If you’ve ever lived in an apartment complex and lost sleep at night because the upstairs neighbors were dropping bricks on the floor (or at least that’s what it sounded like), you understand the importance of underlayment.

 

Flooring underlayment is a thin layer of material that provides cushion, absorbs sound, adds insulation and prevents moisture from building up. Common underlayments are made of plywood, cement board, felt, rubber or foam, and each material serves a different purpose.

 

With so many underlayment options available, how do you choose the best material for your floor? We’ll help you navigate the important considerations — but first, let’s review the anatomy of the floor.

 

Basic floor structure

Typically, the floor of a residential home is made up of four layers:

 

  • Joists: Joists provide the structural support for the entire floor. The wooden boards are evenly spaced and run parallel to one another, making up the skeleton of your floor’s framework. To walk across a floor with only joists in place, you’d better have great balance as you’d need to hop from beam to beam.

The tasks
a. Decide whether each statement agrees with the text on flooring underlayment. Answer yes or no for each, and quote the words of the text that decide it. (i) Underlayment is a thin layer of material that absorbs sound. (ii) Floor joists run perpendicular to one another. (iii) The floor of a residential home is typically made up of five layers.
b. According to the text on flooring underlayment, what materials are common underlayments made of? List every one.
c. Write a continuation of the text on flooring underlayment, starting right after its last sentence.

Source excerpt
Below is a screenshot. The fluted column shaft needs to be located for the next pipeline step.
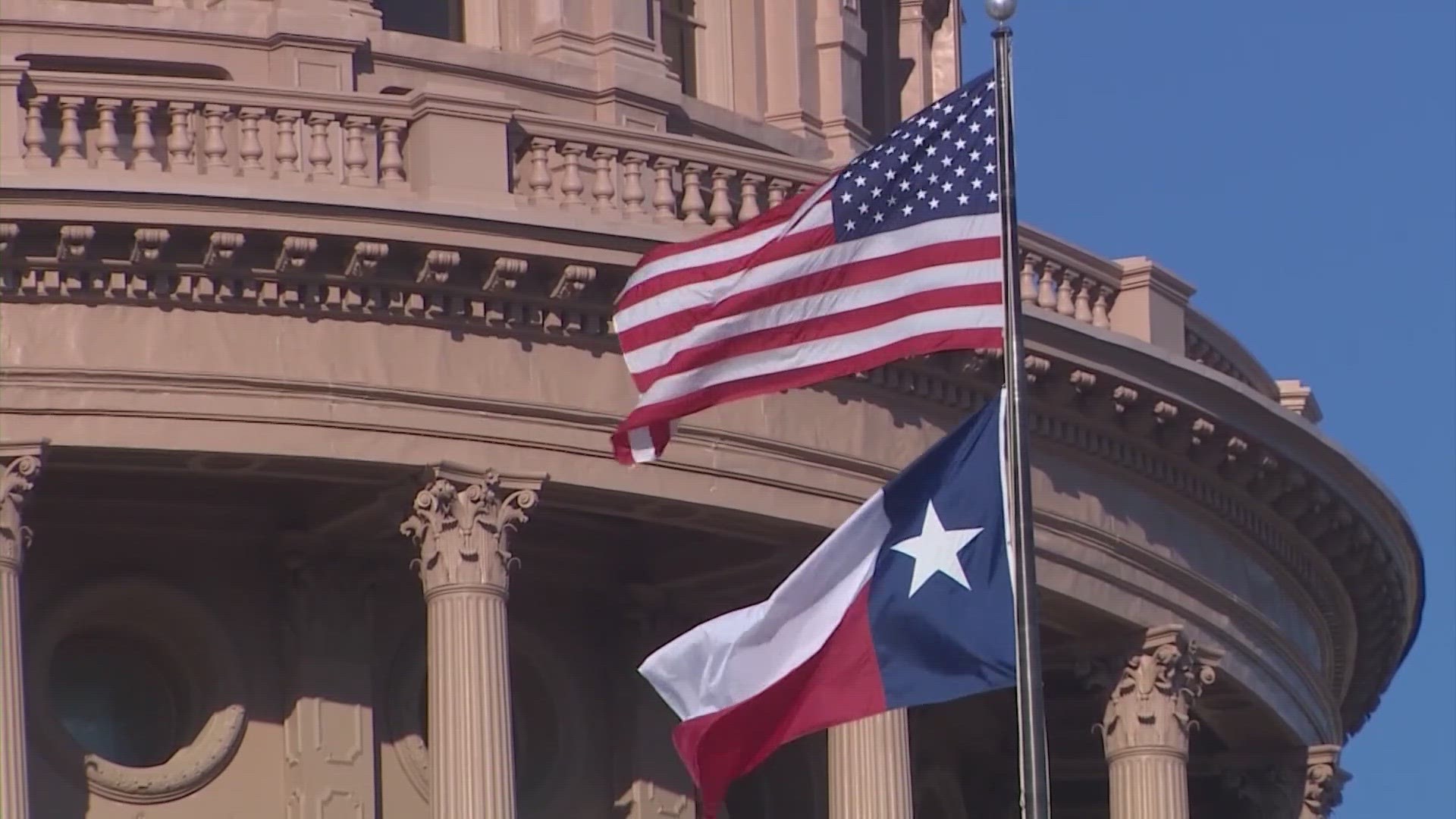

Outputs in order
a.
(i) Yes: "Flooring underlayment is a thin layer of material that provides cushion, absorbs sound"
(ii) No: "run parallel to one another"
(iii) No: "Typically, the floor of a residential home is made up of four layers"

b. Plywood, cement board, felt, rubber, foam

c.
  • Subfloor: The subfloor is a thick, flat surface that rests on the floor joists and serves as the foundation of the floor’s surface. A layer of plywood or another engineered wood is attached to the floor joists (usually with nails), which helps distribute the weight on your floors.
  • Underlayment: The final layer before the visible floor, the underlayment provides a smooth and flat surface for the floor covering and can also act as a sound or moisture barrier. Although some modern flooring materials don’t require underlayment, most of the time the extra layer can add substantial benefits for a small cost.
  • Floor coverings: The star of the show, the floor covering is the material you see and touch. Common materials include hardwood, carpet, tile, vinyl and laminate.

 

Underlayment: The hidden hero of flooring

Sometimes the saying rings true: It’s what is underneath that counts.

 

Many homeowners spend their energy (and their budgets) picking out the most stylish floor coverings. But that hardwood floor won’t seem so beautiful when it starts creaking not long after installation, and the carpet you loved may need to be ripped out when spills seep into the subfloor and cause a soft spot.

 

The right underlayment can extend the life of your floor while also adding some great perks.

 

Sound reduction

Soundproofing is such an important purpose of underlayment that some building codes and condo associations require underlayments to provide a minimum level of sound reduction. The flooring industry uses two tests to measure how well an underlayment dampens sound: Impact Insulation Class (IIC) and Sound Transmission Class (STC). An IIC rating tells consumers how well the material blocks the noise of impacts, including objects falling on the floor or kids running around. The STC rating considers airborne sounds, including voices and television noise.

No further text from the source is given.